▸ Brief 1
Repeat the part of the blog post about giving up alcohol starting at "Ok so today" and ending at "control of it.".
▸ Brief 2
In the blog post about giving up alcohol, how often does the writer plan to keep writing after Angelic April?
▸ Brief 3
Take the blog post about giving up alcohol further from its last sentence.

== Exercise passage ==

Ok so today has passed in the blink of an eye. I can hardly believe that after tonight I will have six posts left of my Angelic April. I have come to a decision though. I am finding writing really liberating and want to carry on with it. Now I don’t think I will continue with one per day but I would say two or three a week would be very manageable. I don’t think my Mum really gets the abstinence thing. She talks about it as if I have decided to give up asparagus or watching Countdown. Don’t think she understands or wants to admit to understanding how much alcohol had been a part of my life. I am using the past tense but I should say ‘has’ because no matter if I don’t ever drink again it will always be a part of my life it’s just that I will be in control of it.

===
== Excerpted data ==

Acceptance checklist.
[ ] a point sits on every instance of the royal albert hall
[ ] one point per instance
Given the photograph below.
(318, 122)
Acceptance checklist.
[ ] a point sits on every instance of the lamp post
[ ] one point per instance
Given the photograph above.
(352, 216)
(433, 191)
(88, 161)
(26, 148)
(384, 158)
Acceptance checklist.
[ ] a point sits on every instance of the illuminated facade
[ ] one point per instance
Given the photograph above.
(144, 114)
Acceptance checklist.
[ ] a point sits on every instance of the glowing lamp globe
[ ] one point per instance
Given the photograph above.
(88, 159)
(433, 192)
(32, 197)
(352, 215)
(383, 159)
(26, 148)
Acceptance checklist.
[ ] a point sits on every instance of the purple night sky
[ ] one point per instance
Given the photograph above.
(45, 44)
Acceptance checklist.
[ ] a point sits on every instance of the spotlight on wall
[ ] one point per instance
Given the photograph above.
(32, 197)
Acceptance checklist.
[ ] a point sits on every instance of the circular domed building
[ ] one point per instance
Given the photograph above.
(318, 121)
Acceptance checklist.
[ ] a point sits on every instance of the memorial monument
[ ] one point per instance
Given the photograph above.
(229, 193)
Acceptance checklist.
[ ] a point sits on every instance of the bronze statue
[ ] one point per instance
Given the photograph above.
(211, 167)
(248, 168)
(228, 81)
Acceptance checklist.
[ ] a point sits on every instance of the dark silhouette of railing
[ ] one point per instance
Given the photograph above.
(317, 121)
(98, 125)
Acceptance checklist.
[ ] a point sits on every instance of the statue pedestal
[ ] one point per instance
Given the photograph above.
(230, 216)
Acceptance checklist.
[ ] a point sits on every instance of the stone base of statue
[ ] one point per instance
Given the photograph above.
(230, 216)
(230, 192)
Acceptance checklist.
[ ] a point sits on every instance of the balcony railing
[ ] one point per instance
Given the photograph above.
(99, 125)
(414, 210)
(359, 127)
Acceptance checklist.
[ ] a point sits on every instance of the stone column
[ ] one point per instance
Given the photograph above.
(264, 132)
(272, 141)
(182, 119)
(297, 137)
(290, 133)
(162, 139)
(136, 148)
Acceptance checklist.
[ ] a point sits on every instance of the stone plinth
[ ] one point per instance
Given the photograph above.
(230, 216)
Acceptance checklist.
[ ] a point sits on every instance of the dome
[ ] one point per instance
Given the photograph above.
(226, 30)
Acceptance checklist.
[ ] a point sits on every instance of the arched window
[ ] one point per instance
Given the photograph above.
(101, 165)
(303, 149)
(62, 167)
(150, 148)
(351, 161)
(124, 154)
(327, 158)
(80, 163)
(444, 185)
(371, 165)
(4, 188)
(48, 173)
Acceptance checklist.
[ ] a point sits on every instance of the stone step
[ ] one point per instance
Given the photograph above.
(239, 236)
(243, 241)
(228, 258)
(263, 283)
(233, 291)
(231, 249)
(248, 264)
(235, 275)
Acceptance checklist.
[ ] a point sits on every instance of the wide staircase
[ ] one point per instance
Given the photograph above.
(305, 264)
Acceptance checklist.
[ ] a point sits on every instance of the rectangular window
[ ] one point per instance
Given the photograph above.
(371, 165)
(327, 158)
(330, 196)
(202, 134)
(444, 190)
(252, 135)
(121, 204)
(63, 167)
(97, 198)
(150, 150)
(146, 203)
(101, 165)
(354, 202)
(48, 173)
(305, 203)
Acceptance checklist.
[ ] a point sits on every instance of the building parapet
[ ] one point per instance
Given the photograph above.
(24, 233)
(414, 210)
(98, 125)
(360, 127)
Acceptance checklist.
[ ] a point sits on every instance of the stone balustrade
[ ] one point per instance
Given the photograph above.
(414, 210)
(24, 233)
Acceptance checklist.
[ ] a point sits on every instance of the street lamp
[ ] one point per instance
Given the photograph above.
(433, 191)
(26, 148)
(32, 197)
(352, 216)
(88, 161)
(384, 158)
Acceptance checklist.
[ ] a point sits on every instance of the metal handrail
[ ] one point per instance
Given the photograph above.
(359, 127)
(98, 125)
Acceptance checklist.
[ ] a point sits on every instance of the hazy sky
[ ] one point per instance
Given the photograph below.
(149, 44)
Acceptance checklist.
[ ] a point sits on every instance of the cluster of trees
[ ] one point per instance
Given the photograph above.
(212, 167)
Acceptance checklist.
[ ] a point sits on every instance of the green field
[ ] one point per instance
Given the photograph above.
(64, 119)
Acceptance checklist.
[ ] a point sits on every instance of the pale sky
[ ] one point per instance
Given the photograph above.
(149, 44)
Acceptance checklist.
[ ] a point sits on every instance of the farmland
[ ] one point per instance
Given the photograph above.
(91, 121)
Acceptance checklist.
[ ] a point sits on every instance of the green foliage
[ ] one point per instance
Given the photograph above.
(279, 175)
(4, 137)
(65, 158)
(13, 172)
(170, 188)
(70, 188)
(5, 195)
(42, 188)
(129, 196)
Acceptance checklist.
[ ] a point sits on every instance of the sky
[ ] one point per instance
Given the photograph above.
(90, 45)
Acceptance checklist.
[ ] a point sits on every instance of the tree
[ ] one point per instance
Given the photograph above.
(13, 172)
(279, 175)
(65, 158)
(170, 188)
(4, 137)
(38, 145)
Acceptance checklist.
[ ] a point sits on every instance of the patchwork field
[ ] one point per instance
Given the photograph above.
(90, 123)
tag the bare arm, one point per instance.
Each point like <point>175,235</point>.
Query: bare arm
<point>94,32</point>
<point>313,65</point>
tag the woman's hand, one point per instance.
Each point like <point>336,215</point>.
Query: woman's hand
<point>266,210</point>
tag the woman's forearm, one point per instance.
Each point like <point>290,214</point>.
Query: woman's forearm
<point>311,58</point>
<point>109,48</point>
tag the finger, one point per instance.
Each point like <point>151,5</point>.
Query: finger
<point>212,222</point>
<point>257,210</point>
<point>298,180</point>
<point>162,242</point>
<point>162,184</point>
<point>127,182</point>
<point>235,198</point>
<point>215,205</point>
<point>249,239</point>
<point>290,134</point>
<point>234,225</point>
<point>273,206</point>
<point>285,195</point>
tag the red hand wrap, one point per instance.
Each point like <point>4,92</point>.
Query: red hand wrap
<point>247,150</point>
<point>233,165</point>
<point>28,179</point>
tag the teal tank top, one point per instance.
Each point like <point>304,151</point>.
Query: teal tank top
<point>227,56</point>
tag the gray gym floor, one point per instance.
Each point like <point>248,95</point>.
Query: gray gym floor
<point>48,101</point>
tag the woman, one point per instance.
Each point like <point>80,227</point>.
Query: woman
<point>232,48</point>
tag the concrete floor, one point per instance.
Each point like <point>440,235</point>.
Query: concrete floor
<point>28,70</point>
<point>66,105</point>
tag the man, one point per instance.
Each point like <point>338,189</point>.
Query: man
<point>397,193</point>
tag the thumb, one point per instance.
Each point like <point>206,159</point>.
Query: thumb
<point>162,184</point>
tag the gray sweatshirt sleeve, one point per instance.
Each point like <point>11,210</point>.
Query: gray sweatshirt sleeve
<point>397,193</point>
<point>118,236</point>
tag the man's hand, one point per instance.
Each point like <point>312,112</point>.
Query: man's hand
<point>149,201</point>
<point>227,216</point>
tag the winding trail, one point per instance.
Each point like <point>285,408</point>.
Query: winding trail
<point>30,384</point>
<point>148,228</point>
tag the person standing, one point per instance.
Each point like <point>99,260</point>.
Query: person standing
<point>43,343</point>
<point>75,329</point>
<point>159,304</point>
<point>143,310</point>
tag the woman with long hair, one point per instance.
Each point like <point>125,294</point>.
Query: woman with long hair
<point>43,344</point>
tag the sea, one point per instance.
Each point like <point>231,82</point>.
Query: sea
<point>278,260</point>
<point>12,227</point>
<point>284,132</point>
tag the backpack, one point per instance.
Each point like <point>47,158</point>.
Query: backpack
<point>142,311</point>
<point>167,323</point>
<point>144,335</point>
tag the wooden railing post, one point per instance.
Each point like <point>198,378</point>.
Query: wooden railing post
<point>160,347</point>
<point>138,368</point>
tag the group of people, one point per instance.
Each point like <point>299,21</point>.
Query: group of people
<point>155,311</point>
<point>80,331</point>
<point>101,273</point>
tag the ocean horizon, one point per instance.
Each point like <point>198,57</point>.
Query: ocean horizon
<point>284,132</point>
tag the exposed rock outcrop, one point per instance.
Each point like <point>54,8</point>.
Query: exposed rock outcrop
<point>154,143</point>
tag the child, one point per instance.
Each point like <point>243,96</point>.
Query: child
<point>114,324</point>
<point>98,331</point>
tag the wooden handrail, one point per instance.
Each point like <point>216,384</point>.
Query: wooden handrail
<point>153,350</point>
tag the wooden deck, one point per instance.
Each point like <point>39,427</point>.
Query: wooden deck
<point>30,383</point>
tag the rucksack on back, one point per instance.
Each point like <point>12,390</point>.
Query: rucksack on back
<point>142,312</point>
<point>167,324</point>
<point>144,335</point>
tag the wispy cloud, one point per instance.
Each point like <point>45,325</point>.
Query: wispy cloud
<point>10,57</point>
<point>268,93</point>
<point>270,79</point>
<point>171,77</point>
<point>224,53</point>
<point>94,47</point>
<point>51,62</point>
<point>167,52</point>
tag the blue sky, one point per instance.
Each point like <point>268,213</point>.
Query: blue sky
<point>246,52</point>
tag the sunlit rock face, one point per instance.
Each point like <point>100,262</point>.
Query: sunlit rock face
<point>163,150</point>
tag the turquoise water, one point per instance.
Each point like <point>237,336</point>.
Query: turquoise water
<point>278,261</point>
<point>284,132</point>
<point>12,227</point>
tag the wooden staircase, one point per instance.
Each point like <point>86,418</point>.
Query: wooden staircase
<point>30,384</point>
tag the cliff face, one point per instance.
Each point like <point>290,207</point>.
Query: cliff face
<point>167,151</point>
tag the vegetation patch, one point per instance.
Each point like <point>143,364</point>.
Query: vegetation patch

===

▸ Task result 1
Ok so today has passed in the blink of an eye. I can hardly believe that after tonight I will have six posts left of my Angelic April. I have come to a decision though. I am finding writing really liberating and want to carry on with it. Now I don’t think I will continue with one per day but I would say two or three a week would be very manageable. I don’t think my Mum really gets the abstinence thing. She talks about it as if I have decided to give up asparagus or watching Countdown. Don’t think she understands or wants to admit to understanding how much alcohol had been a part of my life. I am using the past tense but I should say ‘has’ because no matter if I don’t ever drink again it will always be a part of my life it’s just that I will be in control of it.

▸ Task result 2
Two or three posts a week.

▸ Task result 3
Today’s daily abstinence help page talks about how you feel about yourself and if you still carry the identity of a drinker. If you do does that identity connect to your goals and dreams? It’s true the more I value myself, the less likely I am going to make excuses to drink like I used to. Drinking alcohol or in reality getting drunk gave me an identity I thought would make me feel comfortable, at ease with myself, less judgmental, more relaxed and easier going. I am now beginning to see that NOT being these things wasn’t a defect in me. I could and can be all of those things, It’s just difficult to see them through all the jaggy nettles. So the self medication of alcohol acted as a tranquillizer, a numbing agent, an antiseptic lotion to the battle scars I had collected and left me the person I felt I was and didn’t want to be. My drinking developed in those years when the battle lines were drawn, sides were chosen and horns were locked.
So it is time to examine if I was and am being true to myself or imitating a lifestyle that felt comforting and safe. I can’t hide anymore. I shouldn’t have to. It’s time to cut those nettles away.
“Insist on yourself. Never imitate.”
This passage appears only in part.